**Auftrag**
Kopiere das folgende Material wortgetreu, beginnend mit seiner ersten Zeile und endend mit der Zeile, die „pixel 1164 839“ enthält. Beide Zeilen gehören dazu.

+++ Gegebene Informationen +++

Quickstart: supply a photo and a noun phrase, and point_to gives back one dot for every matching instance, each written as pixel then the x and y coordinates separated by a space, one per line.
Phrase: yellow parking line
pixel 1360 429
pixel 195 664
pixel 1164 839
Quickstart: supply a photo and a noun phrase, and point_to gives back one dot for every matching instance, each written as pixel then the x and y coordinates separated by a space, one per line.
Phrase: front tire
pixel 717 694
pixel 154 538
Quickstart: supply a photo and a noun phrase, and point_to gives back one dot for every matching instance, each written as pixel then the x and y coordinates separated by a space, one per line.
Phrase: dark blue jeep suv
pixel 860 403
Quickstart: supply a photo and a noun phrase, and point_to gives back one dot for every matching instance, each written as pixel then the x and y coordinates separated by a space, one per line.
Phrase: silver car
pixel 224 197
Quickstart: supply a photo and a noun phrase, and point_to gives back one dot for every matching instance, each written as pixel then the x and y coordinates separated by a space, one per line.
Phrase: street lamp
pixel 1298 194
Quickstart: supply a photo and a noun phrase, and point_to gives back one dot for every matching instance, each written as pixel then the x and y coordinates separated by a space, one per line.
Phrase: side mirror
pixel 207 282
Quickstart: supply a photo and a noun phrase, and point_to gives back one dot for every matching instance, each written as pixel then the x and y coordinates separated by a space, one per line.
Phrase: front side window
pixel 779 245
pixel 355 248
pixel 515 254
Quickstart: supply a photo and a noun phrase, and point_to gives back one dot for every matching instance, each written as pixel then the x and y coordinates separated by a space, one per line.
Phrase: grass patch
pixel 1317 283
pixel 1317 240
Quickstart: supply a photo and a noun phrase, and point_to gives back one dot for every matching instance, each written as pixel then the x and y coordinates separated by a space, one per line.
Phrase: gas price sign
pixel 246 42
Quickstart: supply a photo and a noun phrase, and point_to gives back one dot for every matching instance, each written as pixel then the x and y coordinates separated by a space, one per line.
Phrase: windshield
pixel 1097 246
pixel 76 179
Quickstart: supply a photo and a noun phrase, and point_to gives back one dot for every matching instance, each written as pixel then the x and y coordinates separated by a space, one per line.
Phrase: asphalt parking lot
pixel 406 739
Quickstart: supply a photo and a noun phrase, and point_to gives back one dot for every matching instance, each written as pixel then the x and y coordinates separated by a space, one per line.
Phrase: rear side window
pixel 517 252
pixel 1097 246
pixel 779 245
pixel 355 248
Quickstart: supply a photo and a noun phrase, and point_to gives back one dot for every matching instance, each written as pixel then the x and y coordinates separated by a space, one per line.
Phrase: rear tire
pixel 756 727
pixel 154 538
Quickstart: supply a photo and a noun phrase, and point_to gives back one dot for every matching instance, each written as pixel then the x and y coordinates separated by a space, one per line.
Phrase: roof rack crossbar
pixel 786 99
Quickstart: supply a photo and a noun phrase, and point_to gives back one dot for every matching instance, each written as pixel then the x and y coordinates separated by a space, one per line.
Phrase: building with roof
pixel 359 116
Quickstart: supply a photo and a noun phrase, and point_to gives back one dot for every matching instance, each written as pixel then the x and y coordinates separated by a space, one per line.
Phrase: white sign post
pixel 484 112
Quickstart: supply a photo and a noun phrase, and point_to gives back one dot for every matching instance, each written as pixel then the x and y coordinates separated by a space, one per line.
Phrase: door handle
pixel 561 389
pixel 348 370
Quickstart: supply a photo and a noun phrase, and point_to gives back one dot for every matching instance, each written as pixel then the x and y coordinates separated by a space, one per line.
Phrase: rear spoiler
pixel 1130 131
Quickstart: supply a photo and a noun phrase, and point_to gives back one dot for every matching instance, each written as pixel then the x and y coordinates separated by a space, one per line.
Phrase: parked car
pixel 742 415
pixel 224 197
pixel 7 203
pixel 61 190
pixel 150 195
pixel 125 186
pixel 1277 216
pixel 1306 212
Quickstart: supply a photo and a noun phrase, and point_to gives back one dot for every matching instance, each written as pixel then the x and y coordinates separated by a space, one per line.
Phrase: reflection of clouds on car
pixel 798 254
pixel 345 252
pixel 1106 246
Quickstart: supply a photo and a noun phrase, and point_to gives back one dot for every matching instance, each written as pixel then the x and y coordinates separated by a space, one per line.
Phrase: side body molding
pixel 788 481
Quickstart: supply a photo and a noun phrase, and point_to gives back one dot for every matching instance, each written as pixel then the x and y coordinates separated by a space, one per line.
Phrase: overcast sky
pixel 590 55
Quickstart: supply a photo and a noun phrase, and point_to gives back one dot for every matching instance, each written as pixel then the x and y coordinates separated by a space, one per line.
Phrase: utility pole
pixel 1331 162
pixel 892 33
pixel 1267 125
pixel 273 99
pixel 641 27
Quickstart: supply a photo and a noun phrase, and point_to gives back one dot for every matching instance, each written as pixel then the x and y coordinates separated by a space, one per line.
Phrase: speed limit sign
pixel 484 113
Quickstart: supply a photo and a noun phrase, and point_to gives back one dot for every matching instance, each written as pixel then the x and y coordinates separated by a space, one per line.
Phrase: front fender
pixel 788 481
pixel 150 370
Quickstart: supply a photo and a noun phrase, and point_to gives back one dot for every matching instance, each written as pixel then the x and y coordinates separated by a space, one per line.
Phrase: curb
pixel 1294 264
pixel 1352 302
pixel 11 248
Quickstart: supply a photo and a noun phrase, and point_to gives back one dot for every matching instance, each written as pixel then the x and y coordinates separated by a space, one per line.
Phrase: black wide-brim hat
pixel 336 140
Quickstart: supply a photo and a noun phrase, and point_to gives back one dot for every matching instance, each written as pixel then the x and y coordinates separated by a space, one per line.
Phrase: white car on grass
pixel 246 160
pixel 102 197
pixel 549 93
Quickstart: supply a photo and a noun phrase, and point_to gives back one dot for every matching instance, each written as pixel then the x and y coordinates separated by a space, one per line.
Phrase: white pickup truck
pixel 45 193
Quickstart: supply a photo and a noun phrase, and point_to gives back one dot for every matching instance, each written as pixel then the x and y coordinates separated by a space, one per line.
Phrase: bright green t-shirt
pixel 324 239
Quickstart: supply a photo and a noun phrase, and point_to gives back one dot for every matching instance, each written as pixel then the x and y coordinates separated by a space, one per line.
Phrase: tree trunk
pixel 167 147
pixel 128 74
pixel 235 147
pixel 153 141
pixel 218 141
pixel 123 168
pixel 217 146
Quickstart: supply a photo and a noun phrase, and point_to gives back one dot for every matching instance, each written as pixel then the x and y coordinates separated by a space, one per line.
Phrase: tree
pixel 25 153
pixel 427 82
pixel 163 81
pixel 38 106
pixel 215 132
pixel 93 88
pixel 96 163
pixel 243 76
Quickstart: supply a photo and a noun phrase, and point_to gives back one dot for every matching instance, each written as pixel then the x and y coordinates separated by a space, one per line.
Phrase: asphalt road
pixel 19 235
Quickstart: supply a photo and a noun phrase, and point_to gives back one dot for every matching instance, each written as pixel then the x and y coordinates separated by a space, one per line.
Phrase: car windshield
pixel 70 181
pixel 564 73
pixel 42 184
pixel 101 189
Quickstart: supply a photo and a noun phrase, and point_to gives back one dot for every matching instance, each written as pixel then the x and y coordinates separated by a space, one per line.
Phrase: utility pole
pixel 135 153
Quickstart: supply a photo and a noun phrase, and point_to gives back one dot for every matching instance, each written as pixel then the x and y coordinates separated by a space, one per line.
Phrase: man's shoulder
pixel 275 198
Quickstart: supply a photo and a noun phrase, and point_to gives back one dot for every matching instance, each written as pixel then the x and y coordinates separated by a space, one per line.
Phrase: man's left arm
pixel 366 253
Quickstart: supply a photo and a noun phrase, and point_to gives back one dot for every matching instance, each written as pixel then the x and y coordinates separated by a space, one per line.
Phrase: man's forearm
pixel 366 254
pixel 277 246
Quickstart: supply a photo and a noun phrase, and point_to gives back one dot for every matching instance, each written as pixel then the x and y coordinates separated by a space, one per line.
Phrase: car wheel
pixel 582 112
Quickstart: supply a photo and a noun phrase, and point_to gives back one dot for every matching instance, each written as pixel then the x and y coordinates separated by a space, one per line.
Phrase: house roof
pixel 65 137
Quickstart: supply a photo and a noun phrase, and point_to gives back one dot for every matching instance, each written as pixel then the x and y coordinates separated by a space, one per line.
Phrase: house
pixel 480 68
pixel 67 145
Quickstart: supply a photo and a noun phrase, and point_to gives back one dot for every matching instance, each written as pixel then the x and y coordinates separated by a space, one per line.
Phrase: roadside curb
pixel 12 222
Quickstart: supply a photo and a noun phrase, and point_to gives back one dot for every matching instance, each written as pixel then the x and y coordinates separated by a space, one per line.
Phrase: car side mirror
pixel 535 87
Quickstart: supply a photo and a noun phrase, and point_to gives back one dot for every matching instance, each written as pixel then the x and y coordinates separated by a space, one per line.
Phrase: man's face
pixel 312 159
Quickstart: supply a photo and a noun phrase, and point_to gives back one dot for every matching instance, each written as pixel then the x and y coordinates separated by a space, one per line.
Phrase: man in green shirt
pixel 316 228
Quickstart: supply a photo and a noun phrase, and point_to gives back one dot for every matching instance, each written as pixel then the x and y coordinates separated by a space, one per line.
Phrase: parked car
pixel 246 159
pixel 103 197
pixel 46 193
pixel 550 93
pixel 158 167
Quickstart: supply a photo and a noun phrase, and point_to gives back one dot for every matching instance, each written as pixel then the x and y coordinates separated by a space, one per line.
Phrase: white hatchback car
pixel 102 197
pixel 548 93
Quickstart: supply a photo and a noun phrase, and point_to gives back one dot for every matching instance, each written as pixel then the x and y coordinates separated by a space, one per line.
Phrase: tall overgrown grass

+++

**Lösung siehe unten**
Quickstart: supply a photo and a noun phrase, and point_to gives back one dot for every matching instance, each written as pixel then the x and y coordinates separated by a space, one per line.
Phrase: yellow parking line
pixel 1360 429
pixel 195 664
pixel 1164 839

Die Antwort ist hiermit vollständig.